(Exercise description) Take the lines from the items below, beginning at the line that contains "of the bench" and ending after the line that contains "285), (203, 265)]", and arrange them as a JSON list of strings with one string per line. Leave out any blank lines.

(Dataset extract)
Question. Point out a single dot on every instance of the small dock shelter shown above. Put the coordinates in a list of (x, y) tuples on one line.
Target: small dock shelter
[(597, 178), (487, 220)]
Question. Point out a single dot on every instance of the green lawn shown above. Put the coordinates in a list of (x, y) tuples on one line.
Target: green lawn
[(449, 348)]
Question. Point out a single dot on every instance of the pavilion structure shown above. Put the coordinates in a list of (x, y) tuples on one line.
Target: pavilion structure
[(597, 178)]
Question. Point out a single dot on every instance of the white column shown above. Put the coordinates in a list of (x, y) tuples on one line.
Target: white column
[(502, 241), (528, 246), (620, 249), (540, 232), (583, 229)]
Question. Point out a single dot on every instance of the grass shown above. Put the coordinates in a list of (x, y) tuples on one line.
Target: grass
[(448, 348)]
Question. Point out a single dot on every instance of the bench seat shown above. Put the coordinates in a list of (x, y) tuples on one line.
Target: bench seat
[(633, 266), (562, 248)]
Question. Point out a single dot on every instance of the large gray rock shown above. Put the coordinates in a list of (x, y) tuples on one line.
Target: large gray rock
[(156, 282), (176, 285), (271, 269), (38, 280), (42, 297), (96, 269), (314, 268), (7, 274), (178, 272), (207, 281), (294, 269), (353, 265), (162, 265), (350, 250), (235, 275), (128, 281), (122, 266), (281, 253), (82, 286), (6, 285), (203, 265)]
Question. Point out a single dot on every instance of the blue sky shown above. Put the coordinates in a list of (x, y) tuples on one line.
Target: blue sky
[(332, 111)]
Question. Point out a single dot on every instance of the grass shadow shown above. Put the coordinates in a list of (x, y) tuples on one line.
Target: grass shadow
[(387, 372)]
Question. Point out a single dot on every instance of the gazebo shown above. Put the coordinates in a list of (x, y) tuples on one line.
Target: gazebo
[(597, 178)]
...
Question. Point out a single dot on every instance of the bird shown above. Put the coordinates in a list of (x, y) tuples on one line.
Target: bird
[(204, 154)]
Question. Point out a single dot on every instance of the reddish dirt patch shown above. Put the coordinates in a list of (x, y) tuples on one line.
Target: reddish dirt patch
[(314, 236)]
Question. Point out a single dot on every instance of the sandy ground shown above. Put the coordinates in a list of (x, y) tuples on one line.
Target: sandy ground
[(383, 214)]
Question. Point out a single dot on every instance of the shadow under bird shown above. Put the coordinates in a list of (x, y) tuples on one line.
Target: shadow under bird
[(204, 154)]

(Final result)
[
  "Question. Point out a single dot on every instance of the bench seat shown above. Put the coordinates in a list of (x, y) tuples on one line.",
  "Target: bench seat",
  "[(633, 266), (562, 248)]",
  "Question. Point out a single dot on every instance of the large gray rock shown above. Put the coordinates in a list of (x, y) tuples on one line.",
  "Target: large gray rock",
  "[(156, 282), (176, 285), (271, 269), (38, 280), (42, 297), (96, 269), (314, 268), (7, 274), (178, 272), (207, 281), (294, 269), (353, 265), (162, 265), (350, 250), (235, 275), (128, 281), (122, 266), (281, 253), (82, 286), (6, 285), (203, 265)]"
]